### What you need to do
(1) According to the text about the Supreme Court ruling, in what year did Arizona voters approve the voter law?
(2) Reproduce the listing from the line holding "Reviewer note: confirm that every instance of the tulip" through the final line of the listing, inclusive.

-- START Text --

This time of year, many anxiously await the United States Supreme Court's rulings on cases covering a wide range of legal topics. This year one of the cases the court heard concerns U.S. immigration matters. Though the case was based in another state, the decision is likely of interest to many throughout the nation including the Miami area.

The case concerned the state’s requirement that potential voters provide proof that they were citizens of the nation before being able to register to vote. The requirement had been in place in Arizona for close to 10 years. In a 7-2 vote, the court determined the requirement was in violation of federal law.

More specifically, the Arizona law, that required either a birth certificate or passport to show citizenship, was deemed to violate a federal statute that did not necessitate proof of any kind. Instead, individuals who registered to vote while obtaining a driver's license only needed to provide their signature on a form indicating they were in fact eligible to cast a vote in an election in the U.S. In support of the decision the opinion pointed out that it is up to Congress to create election laws. A requirement such as the one placed upon prospective voters in Arizona infringed upon that.

The voter law, which was approved by voters in the state in 2004, was apparently an effort by the state to deal with what it believes is a lack of effort on the federal level to address the presence of undocumented individuals in Arizona.

It is likely that state of Arizona will take action in response to the decision. It can ask the federal Election Assistance Commission for permission to change the uniform voter registration that is used throughout the country. Should that request be denied, the state could sue. There is likely more to come on this matter.

-- END Text --
-- START Data lines --

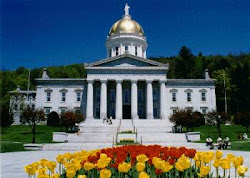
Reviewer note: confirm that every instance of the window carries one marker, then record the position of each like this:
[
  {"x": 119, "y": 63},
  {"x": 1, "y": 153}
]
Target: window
[
  {"x": 63, "y": 110},
  {"x": 78, "y": 96},
  {"x": 77, "y": 110},
  {"x": 203, "y": 96},
  {"x": 63, "y": 96},
  {"x": 204, "y": 110},
  {"x": 110, "y": 52},
  {"x": 140, "y": 96},
  {"x": 112, "y": 93},
  {"x": 174, "y": 109},
  {"x": 173, "y": 96},
  {"x": 189, "y": 109},
  {"x": 47, "y": 110},
  {"x": 116, "y": 51},
  {"x": 48, "y": 97},
  {"x": 188, "y": 96}
]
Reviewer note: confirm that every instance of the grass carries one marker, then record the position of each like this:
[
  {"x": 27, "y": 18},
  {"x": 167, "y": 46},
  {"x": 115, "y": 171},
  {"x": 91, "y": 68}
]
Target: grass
[
  {"x": 231, "y": 131},
  {"x": 13, "y": 137}
]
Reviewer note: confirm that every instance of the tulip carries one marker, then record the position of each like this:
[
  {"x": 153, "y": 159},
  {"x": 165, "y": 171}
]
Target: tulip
[
  {"x": 204, "y": 171},
  {"x": 88, "y": 166},
  {"x": 242, "y": 170},
  {"x": 105, "y": 173},
  {"x": 101, "y": 164},
  {"x": 142, "y": 158},
  {"x": 218, "y": 154},
  {"x": 70, "y": 173},
  {"x": 124, "y": 167},
  {"x": 144, "y": 175},
  {"x": 29, "y": 169},
  {"x": 166, "y": 167},
  {"x": 81, "y": 176},
  {"x": 140, "y": 167}
]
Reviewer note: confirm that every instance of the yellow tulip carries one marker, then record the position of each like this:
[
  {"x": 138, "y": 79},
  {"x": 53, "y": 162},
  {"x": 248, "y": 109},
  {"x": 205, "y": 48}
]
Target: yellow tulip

-- END Data lines --

### Answers by task
(1) 2004

(2)
Reviewer note: confirm that every instance of the tulip carries one marker, then record the position of each like this:
[
  {"x": 153, "y": 159},
  {"x": 165, "y": 171}
]
Target: tulip
[
  {"x": 204, "y": 171},
  {"x": 88, "y": 166},
  {"x": 242, "y": 170},
  {"x": 105, "y": 173},
  {"x": 101, "y": 164},
  {"x": 142, "y": 158},
  {"x": 218, "y": 154},
  {"x": 70, "y": 173},
  {"x": 124, "y": 167},
  {"x": 144, "y": 175},
  {"x": 29, "y": 169},
  {"x": 166, "y": 167},
  {"x": 81, "y": 176},
  {"x": 140, "y": 167}
]
Reviewer note: confirm that every instance of the yellow tulip carries one marker, then record the position of each like this:
[
  {"x": 138, "y": 79},
  {"x": 53, "y": 162},
  {"x": 248, "y": 109},
  {"x": 205, "y": 48}
]
Target: yellow tulip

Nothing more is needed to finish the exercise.